**PROBLEM TO WORK ON:** Repeat every record below word for word, leaving out the pictures.

○ ○ ○

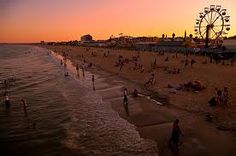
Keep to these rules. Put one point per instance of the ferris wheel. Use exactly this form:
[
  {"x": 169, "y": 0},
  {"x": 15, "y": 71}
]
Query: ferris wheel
[{"x": 213, "y": 23}]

○ ○ ○

**TASK SOLUTION:**
Keep to these rules. Put one point per instance of the ferris wheel. Use exactly this form:
[
  {"x": 169, "y": 0},
  {"x": 15, "y": 71}
]
Query: ferris wheel
[{"x": 213, "y": 23}]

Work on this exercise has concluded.